• _EXERCISE_: Copy the listing below word for word, from the line with "The query is: center aisle" up to and including the line with "(98, 105), (168, 167)".

• _RECORDS TO USE_:
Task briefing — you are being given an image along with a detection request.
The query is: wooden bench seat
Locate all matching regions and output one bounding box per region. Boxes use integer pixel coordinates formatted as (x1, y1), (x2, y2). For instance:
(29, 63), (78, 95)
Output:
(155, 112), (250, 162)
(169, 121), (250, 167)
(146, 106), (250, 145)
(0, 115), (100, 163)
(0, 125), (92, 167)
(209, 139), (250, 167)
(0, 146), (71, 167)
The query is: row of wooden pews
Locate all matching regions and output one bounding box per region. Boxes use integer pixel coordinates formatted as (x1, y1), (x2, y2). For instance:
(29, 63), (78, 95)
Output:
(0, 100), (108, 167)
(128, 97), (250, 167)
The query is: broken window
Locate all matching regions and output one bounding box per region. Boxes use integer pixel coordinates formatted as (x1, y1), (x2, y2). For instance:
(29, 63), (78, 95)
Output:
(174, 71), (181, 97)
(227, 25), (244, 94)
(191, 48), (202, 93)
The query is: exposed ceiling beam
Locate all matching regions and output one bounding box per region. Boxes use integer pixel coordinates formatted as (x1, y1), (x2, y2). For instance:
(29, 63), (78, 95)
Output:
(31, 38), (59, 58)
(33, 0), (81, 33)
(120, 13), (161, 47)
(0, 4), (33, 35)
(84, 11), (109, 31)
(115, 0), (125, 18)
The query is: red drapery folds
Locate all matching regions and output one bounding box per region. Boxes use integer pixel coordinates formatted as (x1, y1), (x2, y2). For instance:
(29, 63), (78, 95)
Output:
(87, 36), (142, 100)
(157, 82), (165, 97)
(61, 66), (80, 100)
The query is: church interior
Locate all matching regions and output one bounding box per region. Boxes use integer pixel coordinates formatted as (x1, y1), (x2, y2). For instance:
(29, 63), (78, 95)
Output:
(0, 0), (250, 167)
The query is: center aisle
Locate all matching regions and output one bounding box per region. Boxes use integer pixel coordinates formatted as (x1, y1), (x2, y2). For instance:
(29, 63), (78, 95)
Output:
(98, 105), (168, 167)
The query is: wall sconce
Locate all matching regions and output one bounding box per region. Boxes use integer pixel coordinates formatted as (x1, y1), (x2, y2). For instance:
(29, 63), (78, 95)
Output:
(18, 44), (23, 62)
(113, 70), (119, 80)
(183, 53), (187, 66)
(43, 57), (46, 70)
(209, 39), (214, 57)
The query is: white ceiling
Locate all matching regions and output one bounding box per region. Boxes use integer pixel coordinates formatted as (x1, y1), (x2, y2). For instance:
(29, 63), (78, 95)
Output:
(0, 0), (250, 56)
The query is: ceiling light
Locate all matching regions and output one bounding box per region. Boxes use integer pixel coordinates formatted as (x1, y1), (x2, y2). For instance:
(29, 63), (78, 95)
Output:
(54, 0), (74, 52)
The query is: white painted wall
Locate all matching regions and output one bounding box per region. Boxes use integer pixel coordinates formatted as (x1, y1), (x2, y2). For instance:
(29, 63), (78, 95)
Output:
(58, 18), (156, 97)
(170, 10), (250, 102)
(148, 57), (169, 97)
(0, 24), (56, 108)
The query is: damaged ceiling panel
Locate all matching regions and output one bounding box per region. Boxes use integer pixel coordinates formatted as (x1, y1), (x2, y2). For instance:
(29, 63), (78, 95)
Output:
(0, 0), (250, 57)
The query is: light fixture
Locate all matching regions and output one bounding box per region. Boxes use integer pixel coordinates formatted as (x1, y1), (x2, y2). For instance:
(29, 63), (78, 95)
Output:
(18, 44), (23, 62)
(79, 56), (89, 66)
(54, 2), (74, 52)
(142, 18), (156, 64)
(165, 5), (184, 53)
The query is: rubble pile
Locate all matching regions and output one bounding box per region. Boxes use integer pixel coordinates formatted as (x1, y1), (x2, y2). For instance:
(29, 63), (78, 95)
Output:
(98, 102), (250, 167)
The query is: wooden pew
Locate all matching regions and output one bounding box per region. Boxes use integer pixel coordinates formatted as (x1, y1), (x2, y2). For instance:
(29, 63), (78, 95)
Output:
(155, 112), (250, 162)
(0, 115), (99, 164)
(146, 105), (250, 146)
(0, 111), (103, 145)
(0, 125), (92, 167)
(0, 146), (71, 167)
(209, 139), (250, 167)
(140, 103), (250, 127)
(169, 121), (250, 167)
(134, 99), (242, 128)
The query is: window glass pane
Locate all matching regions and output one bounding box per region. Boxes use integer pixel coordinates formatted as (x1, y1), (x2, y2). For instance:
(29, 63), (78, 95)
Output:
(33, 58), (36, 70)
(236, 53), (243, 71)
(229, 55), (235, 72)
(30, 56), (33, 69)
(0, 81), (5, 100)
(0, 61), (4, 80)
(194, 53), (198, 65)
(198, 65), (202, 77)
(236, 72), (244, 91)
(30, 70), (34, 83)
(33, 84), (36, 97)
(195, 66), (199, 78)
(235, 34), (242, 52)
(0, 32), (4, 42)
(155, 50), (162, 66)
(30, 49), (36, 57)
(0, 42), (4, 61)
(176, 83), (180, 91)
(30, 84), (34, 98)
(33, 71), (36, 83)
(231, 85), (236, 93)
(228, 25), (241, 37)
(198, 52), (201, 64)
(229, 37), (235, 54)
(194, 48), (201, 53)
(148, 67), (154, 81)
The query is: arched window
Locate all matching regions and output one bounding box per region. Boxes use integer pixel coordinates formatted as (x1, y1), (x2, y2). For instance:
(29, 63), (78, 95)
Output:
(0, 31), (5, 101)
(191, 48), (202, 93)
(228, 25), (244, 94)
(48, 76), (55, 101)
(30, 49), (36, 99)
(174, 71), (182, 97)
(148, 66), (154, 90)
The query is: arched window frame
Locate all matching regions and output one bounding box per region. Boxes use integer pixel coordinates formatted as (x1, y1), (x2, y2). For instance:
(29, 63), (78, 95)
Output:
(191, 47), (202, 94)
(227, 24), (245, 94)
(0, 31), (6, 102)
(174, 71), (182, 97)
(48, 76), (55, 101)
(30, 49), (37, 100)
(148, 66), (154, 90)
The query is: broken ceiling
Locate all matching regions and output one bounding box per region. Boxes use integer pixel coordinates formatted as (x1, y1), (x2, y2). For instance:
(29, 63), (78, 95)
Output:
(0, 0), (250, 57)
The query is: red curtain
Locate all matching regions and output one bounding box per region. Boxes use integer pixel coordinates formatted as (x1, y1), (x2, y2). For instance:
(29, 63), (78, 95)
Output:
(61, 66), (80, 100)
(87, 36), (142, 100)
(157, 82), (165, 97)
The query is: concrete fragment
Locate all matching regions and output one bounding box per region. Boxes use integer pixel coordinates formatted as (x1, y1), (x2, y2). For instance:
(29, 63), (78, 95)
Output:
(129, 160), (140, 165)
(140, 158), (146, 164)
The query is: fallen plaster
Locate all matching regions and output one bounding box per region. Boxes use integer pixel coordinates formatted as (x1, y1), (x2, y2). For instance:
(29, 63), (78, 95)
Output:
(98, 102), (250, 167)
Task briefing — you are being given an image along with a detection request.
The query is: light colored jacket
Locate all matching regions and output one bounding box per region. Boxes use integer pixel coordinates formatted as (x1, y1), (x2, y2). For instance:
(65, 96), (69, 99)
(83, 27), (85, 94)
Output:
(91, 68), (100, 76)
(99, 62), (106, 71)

• _WRITTEN ANSWER_:
The query is: center aisle
Locate all matching regions and output one bounding box per region. Boxes use integer pixel coordinates formatted as (x1, y1), (x2, y2). For instance:
(29, 63), (78, 95)
Output:
(98, 105), (168, 167)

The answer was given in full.